* _Text excerpt_
==========

Wednesday, March 16, 2011

We all know John 3:16 emblazoned on large sheets at football games. In John's gospel, the physical is a gateway to the spiritual. Failure to move from one plane to the other results in the kind of confusion poor Nicodemus is struggling with. The voices of the dialogue fade off, and the narrator picks up for us to more clearly understand. We get a snake in again this week even as  we often rush past the allusion. You all instantly flashed on to the story in Number 21 and the nehushtan, the bronze shiny serpent that heals. As James Kay, my preaching and worship professor  said, we get rid of the poison that afflicts human life; the cross is an an antidote to all the poison within and without us. Christ is poison to the poisonous one. A single snake around the staff was a symbol of healing for the Greeks and Romans. On many crucifixes we see the head of the serpent being crushed.

We speak of Christ as the Great Physician. In Lent, we do well to refer to T.S. Eliot of Christ, as the dying nurse. Cyril of Jerusalem wrote "sin burns the sinews of the soul, and breaks the spiritual bones of the mind."In ancient times, Communion 's drink was called the "medicine of immortality" and the medieval writer Cabasilas wrote that "the cup is applied to our wounds and slays the sin that is in us." This is usually the passage cited when people refer to a born-again experience. In Lent we seek to be  born again/from above/anew-to enjoy a spiritual rebirth. Was Abram born anew when, at 75, he set off from yet another home toward the new land? We hear this morning a classic maternal image for God's labor with us, to be born from above." Look at receiving the gift of communion as spiritual health food. It is medicine for what ails us.

==========

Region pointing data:
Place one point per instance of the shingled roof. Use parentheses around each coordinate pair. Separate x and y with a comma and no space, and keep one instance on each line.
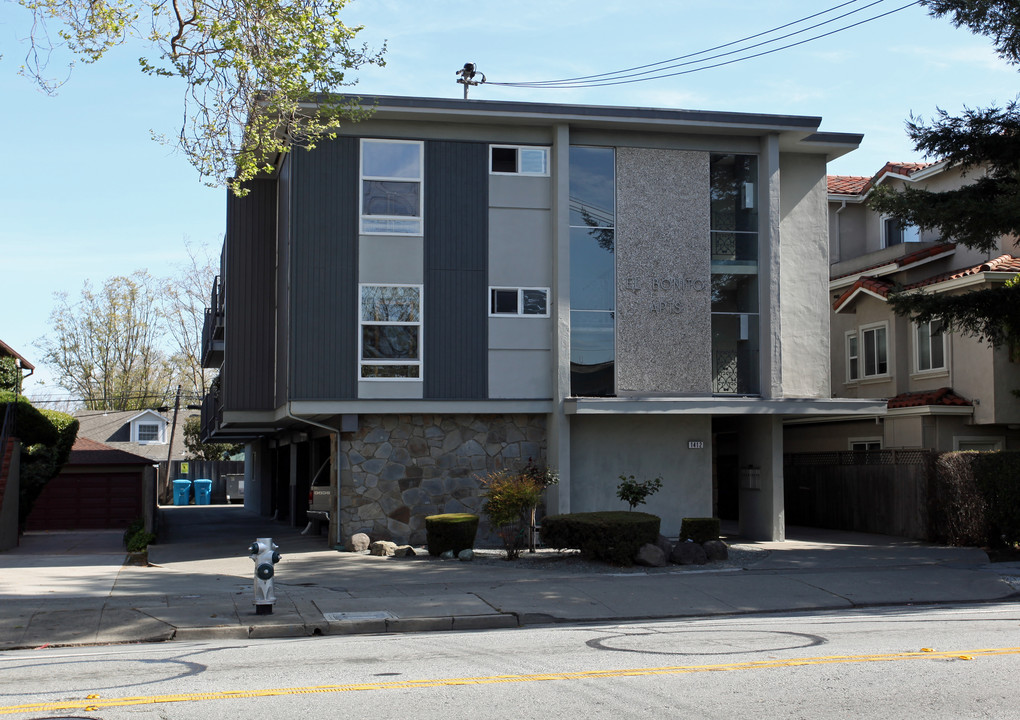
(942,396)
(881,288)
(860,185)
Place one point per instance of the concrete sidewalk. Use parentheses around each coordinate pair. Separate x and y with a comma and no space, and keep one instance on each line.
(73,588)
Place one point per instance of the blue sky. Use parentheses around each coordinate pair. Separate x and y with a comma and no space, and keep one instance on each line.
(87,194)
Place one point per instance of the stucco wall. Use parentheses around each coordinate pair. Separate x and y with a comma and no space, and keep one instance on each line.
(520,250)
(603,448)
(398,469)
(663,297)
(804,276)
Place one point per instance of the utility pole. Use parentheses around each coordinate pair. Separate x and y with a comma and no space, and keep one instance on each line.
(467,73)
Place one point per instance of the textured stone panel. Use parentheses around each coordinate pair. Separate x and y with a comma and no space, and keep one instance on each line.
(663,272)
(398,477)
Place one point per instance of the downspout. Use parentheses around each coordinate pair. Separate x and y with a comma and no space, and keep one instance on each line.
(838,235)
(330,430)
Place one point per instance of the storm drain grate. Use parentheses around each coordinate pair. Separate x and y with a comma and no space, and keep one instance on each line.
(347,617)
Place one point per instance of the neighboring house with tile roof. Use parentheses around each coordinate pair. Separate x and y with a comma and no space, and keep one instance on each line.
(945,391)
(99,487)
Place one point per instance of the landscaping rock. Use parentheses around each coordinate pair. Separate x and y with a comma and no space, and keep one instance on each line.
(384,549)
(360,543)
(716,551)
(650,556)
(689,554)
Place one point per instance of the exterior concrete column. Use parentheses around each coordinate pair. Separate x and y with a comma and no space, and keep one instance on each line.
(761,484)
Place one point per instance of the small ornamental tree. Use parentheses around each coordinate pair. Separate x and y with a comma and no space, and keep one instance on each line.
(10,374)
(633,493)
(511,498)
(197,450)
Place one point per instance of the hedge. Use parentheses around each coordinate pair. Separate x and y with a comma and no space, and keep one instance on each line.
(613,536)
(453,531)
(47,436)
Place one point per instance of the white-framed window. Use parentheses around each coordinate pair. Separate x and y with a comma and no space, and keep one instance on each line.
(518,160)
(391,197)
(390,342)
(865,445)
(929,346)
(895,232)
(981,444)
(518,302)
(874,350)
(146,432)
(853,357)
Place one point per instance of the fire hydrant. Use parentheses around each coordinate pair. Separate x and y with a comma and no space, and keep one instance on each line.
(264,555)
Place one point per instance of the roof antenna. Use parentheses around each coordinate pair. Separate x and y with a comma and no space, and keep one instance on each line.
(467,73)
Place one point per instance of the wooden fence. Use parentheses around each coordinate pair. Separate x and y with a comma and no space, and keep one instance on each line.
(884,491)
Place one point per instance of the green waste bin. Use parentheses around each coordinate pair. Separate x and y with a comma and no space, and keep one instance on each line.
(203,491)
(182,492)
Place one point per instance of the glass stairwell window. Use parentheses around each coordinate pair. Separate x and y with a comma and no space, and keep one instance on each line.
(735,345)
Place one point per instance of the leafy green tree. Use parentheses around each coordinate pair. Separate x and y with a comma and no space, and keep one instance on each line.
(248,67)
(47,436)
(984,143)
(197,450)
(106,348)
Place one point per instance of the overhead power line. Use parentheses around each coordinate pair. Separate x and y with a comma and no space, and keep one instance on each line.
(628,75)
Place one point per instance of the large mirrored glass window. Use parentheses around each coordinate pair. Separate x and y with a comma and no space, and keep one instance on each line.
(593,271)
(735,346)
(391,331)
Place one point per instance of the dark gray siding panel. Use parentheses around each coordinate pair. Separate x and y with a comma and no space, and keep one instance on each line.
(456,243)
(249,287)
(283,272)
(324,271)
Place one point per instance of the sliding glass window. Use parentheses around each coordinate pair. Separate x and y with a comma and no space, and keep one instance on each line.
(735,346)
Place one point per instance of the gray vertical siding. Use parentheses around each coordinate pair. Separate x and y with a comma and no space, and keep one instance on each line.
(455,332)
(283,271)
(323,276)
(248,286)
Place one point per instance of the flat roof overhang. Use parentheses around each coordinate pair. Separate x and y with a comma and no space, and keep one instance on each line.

==========

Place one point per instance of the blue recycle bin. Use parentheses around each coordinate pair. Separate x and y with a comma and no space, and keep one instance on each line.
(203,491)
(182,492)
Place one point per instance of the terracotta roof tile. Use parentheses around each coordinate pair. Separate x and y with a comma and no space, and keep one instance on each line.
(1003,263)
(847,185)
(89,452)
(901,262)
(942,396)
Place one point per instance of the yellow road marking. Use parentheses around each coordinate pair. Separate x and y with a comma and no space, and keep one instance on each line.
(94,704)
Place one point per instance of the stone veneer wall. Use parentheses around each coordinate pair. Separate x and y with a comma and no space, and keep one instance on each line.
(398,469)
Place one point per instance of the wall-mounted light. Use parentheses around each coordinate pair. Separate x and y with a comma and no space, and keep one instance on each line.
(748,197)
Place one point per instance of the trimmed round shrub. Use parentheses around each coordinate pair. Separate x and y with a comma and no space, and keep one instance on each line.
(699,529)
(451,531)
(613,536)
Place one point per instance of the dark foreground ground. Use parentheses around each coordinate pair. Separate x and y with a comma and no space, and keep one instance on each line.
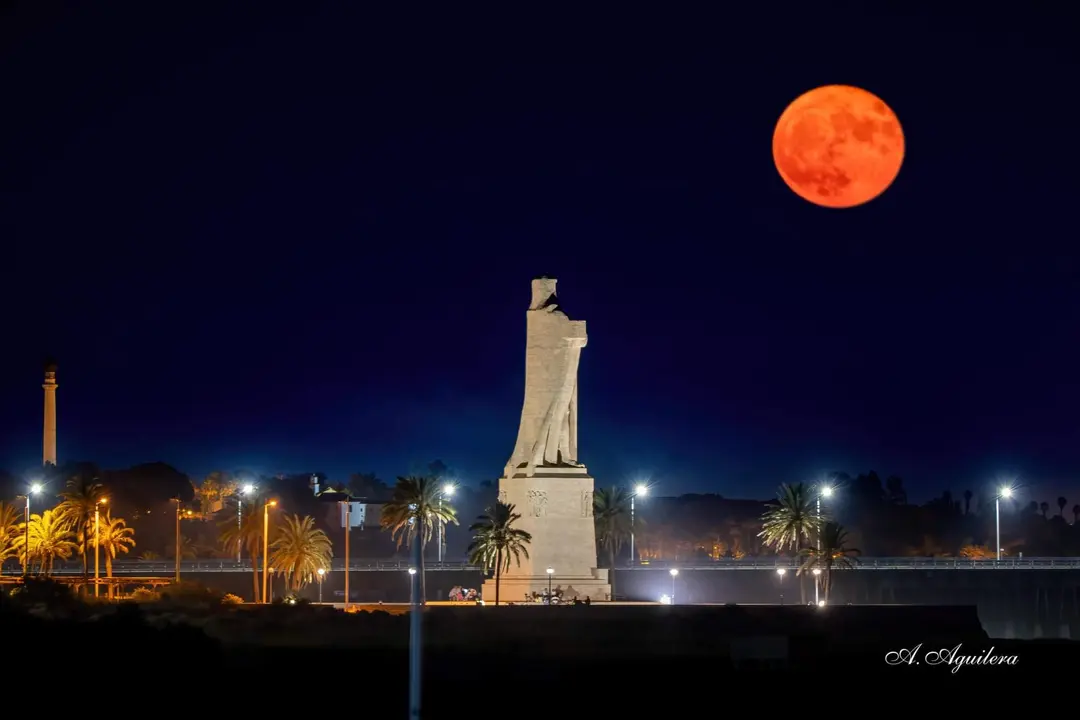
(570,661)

==========

* _Required actions_
(1) In the Lent reflection on John 3:16 above, what was Communion's drink called in ancient times?
(2) Carry the Lent reflection on John 3:16 forward from its final sentence.

* _Set of answers_
(1) It was called the "medicine of immortality."

(2)
Nicodemus knew that something was not quite right. Nicodemus stands for us: in the dark but is capable of growth-after All Abram did not know where he was going either, beyond a general direction. Nicodemus, like us, is in the shadows. Jesus does not make it easy on him, as he speaks indirectly, obliquely. For all us stumbling around in the dark, Christ lights the way. In its way, our passage contains a gospel in miniature. I want to seize on the word save, a multivalent word. Too often, we read it as only a ticket to heaven. That is accurate, but weak. Salvation encompasses the whole of life in this world and the next. With the reference to the bronze serpent in Numbers, let's look at saving as healing. After all, an old hymn, There Is a Balm,  speaks of healing the sin-sick soul. Salvation aims at healing everything that afflict us and our society. It does encompass body, mind, heart, and spirit together, to  make us whole, well-integrated  people. Further,  the outstretched arms of the cross embrace a world where too much blood is spilled, where too many people are crushed under a boot heel. In a way, look at salvation as a public health measure designed to structure a safer, better, life.

Hear the 3:16 passage again for God so loved the world, the cosmos, what could be more expansive than that? I remind us that the word save in Greek also means to heal. Look at the image of healing in a pharmacy.   Parish nurse is here that gets at the physical level of healing and salvation. The deacons give away money for people to get prescriptions.  Health is God's good gift across the board. Healing restores health or even helps us find it when we weren't even aware that it existed.